__TASK REQUIREMENTS__:
[1] In the profile of the LEEEP coordinator, what does LEEEP stand for?
[2] Copy the LEEEP profile word for word, everything from "Lindsay is the" down to "community service projects.".

─── TEXT SEGMENT

“Every day I go out with kids is wonderful”, Lindsay Putnam reflects. “Perhaps one thing that is particularly good to hear is when a child says, “Do I have to go to recess now? Can’t I keep doing this?” Then I know they are inspired and happy.”

Lindsay is the LEEEP Education and Sustainability Coordinator at Marion Cross Elementary School in Norwich.LEEEP stands for, “Learning about the Environment through Experiential Education Projects”. In addition to habitat studies with each classroom, Lindsay organizes hands-on, place-based learning throughout the curriculum at all grade levels.

“The best thing about LEEEP is seeing the joy that outdoor learning and outdoor work brings to children,” Lindsay says.

The main focus of LEEEP is on inquiry-based science using local habitats—forest, field, river, stream. Lindsay also partners with teachers to help them with classroom investigations that relate to habitat studies, orienteering, nature photography, and community service projects.

Lindsay grew up in rural Vermont and was always outdoors. “Being from a small town, the idea of place—local community as well as the environment—was, without talking about it, foremost. I loved teaching from my first day at my first school, so it was ultimately natural for me to put the two loves together.”

──────
─── DATA LISTING

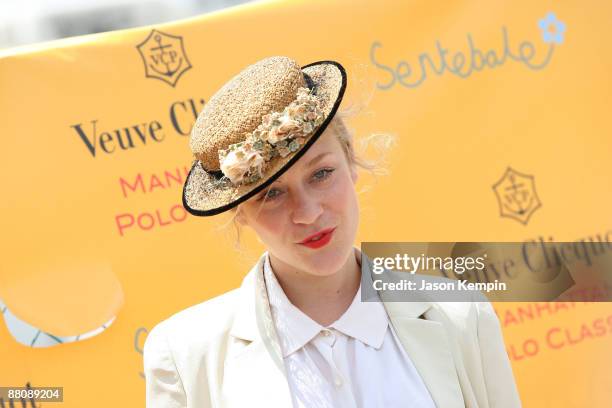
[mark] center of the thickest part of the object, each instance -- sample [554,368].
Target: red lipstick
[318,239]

──────
─── DATA LISTING

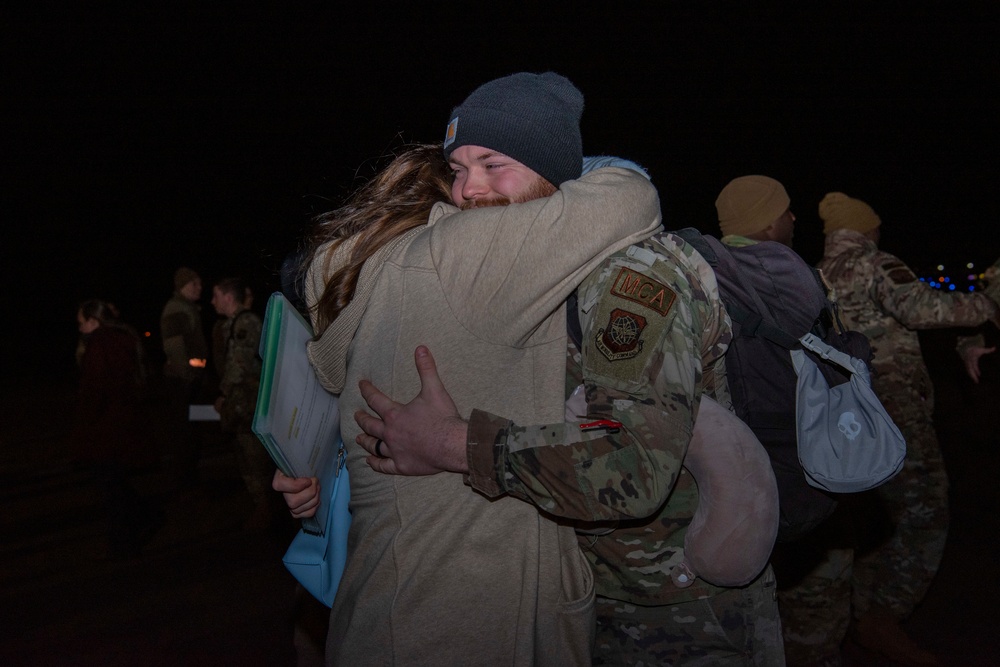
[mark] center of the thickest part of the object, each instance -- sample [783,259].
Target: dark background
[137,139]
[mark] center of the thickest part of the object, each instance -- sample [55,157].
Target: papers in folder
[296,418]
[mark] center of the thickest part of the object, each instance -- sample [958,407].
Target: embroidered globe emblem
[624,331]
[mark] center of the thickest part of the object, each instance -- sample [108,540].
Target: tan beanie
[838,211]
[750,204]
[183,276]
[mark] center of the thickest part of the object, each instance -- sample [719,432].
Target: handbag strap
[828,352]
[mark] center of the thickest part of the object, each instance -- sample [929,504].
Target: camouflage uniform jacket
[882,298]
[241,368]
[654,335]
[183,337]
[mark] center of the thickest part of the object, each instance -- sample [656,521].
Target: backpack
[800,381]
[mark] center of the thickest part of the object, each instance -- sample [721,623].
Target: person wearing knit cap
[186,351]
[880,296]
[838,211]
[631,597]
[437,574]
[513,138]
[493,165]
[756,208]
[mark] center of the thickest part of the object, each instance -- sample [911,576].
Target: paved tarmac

──────
─── DATA LISTING

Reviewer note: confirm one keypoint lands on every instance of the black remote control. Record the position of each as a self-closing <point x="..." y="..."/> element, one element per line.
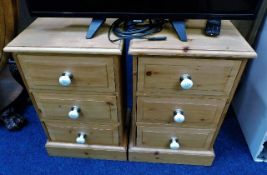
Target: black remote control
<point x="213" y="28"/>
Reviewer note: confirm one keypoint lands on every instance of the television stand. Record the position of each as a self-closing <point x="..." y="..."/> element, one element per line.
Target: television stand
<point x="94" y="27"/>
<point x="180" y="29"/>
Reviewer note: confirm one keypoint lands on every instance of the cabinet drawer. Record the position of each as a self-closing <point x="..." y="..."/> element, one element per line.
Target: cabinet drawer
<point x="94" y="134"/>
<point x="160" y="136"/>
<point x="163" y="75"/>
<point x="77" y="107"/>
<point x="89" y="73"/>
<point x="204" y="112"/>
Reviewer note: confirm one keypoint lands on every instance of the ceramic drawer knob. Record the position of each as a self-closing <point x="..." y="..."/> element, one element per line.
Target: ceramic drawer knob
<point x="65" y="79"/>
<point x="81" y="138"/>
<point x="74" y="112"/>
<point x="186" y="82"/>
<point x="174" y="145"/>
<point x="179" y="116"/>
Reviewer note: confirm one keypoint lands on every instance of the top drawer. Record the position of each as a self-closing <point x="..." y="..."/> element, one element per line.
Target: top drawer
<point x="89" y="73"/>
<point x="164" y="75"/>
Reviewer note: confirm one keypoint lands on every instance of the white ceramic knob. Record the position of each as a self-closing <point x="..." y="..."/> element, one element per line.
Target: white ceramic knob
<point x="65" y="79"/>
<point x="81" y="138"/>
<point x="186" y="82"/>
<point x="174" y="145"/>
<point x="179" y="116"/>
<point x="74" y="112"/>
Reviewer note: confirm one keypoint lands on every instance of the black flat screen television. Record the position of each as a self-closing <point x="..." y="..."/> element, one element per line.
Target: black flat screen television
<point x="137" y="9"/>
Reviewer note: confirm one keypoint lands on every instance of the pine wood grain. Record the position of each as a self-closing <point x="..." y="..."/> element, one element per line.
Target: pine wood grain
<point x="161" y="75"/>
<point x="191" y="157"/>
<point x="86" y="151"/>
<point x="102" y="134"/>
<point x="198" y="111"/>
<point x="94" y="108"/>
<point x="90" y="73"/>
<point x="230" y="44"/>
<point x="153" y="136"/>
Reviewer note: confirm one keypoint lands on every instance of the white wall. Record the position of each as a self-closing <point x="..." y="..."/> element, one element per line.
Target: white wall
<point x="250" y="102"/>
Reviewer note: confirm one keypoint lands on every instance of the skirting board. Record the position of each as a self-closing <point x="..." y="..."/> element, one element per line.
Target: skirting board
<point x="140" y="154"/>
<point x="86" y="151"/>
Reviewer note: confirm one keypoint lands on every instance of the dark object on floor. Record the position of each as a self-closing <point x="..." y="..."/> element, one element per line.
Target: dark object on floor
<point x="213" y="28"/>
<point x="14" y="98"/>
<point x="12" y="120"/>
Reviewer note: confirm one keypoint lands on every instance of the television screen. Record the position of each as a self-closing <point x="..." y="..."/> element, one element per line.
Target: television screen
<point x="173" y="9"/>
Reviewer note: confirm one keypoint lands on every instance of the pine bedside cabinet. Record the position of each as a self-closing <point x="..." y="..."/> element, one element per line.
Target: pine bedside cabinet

──────

__SOLUTIONS TO EACH TASK__:
[1] Learning about the Environment through Experiential Education Projects

[2]
Lindsay is the LEEEP Education and Sustainability Coordinator at Marion Cross Elementary School in Norwich.LEEEP stands for, “Learning about the Environment through Experiential Education Projects”. In addition to habitat studies with each classroom, Lindsay organizes hands-on, place-based learning throughout the curriculum at all grade levels.

“The best thing about LEEEP is seeing the joy that outdoor learning and outdoor work brings to children,” Lindsay says.

The main focus of LEEEP is on inquiry-based science using local habitats—forest, field, river, stream. Lindsay also partners with teachers to help them with classroom investigations that relate to habitat studies, orienteering, nature photography, and community service projects.